- _CONSIGNES DE TRAVAIL_
**a.** Selon l'extrait, qui a proposé l'histoire de ce film ?
**b.** Recopiez fidèlement le passage de l'extrait qui va de « Dès le premier » jusqu'à « pas à effacer. » inclus.
━━ EXTRAIT
Quelle a été la genèse de cette histoire ? 
Pour la première fois, l’idée ne vient pas de moi. Après MAL DE PIERRES, je me demandais quel serait le sujet de mon prochain film et c’est toujours un moment mystérieux. Je suis en quête de quelque chose dont je ne sais rien. Le projet prend corps, peu à peu, à partir d’un fragment d’idée, d’un détail qui sert de pierre d’achoppement. Or cette fois, Jacques Fieschi, le scénariste avec qui je travaille depuis toujours, m’a proposé cette histoire, qu’il avait largement élaborée. Il avait eu le projet d’en faire un roman. Je l’ai perçu comme une chance, ça m’ouvrait une voie nouvelle. On pouvait accrocher ce récit au film noir, au thriller. C’est un genre qui m’attire depuis longtemps. Pour ses ambiances, sa caractérisation des personnages, peut-être un autre rapport affectif avec eux à découvrir. Mes films sont souvent construits sur la présence d’un passé où rôdent des menaces, une peur que le film peut magnifier. Peut-être une façon de s’en débarrasser pour soi-même…

Pourquoi raconter l’histoire en trois actes ? 
Trois actes, trois personnages, trois lieux. Peut-être un écho géographique au trio amoureux. Plus concrètement, ce rythme ternaire nous a permis de jouer avec les ellipses que contient cette histoire, de creuser la personnalité, les émotions, les secrets des amants soumis à la fuite du temps. On parle, dans tout le film, autant des sentiments au présent que de leur place dans la mémoire des personnages, là où la source est la plus mystérieuse. 

Dès le premier acte, la mort s’invite. Pourquoi cette carte est-elle si vite abattue ? 
Lisa et Simon sont jeunes, ils sont beaux, ils s’aiment depuis toujours. C’est presque trop. Ils vont tout de suite se heurter à cette épreuve. Elle est accidentelle, certes, mais Simon ne veut pas appeler les secours. Ce sera sa mauvaise conscience tout au long du film. Ils nettoient tous les deux le lieu comme une scène de crime. Dès cet instant, et même dans les eaux claires, magnifiques, de l’Océan Indien, on sait que le noir ne se diluera pas. C’est un tatouage, l’empreinte indélébile de l’instant fatal qu’ils ont vécu ensemble et qu’ils ne parviendront pas à effacer. 

Diriez-vous que le film est une tragédie ?
Le premier plan du film, c’est la découverte du couple de Lisa et Simon. Leurs corps nus se détachent peu à peu d’un drap noir qui les épouse ou les dévore. Il y a du tragique chez les personnages, surtout chez Simon, même si je n’en avais pas autant conscience en l’écrivant. Pendant le tournage, Pierre Niney m’a surprise en s’abandonnant à ce vertige. Mais il y a d’autres rimes. Le personnage de Nathalie, par exemple, qui ressurgit dans la vie de Lisa au troisième acte. Celle-ci vit dans une bulle à Genève avec Léo, celle des gens privilégiés qui naviguent entre la Suisse, New York, Dubaï et Paris. Le retour de Nathalie la désigne comme une figure du destin autant qu’il porte un regard sur ces sociétés d’argent aujourd’hui. J’ai déjà filmé l’argent, le luxe et les abîmes qu’ils recouvrent. Dans PLACE VENDÔME par exemple. Pour parler des sentiments et les mettre à l’épreuve, nous avons souvent placé nos personnages face à l’argent, pour en débusquer l’intimité.
━━━━
━━ MATÉRIEL FOURNI
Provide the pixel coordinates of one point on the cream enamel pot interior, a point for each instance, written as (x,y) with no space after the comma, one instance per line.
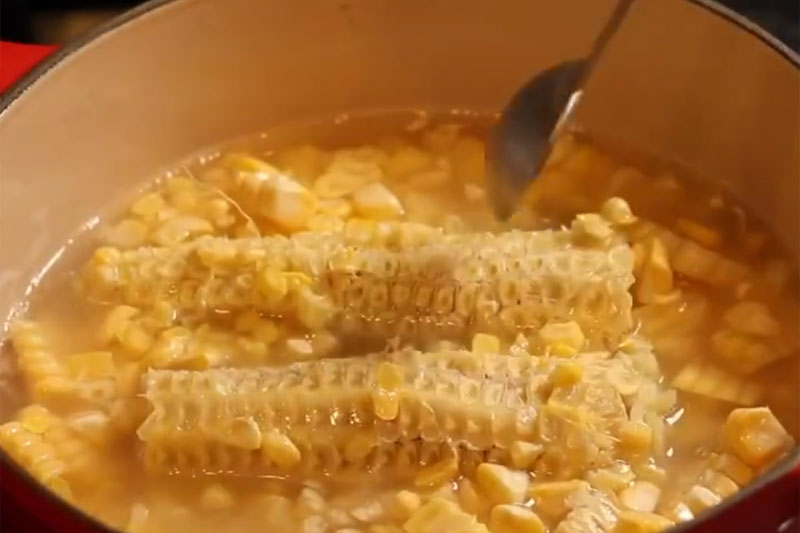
(686,80)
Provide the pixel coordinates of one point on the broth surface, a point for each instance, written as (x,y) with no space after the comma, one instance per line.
(109,382)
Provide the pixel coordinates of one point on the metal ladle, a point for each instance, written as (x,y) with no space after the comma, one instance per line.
(522,139)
━━━━
- _CORRIGÉ DE L'EXERCICE_
**a.** Jacques Fieschi, le scénariste avec qui la personne interrogée travaille depuis toujours.

**b.**
Dès le premier acte, la mort s’invite. Pourquoi cette carte est-elle si vite abattue ? 
Lisa et Simon sont jeunes, ils sont beaux, ils s’aiment depuis toujours. C’est presque trop. Ils vont tout de suite se heurter à cette épreuve. Elle est accidentelle, certes, mais Simon ne veut pas appeler les secours. Ce sera sa mauvaise conscience tout au long du film. Ils nettoient tous les deux le lieu comme une scène de crime. Dès cet instant, et même dans les eaux claires, magnifiques, de l’Océan Indien, on sait que le noir ne se diluera pas. C’est un tatouage, l’empreinte indélébile de l’instant fatal qu’ils ont vécu ensemble et qu’ils ne parviendront pas à effacer.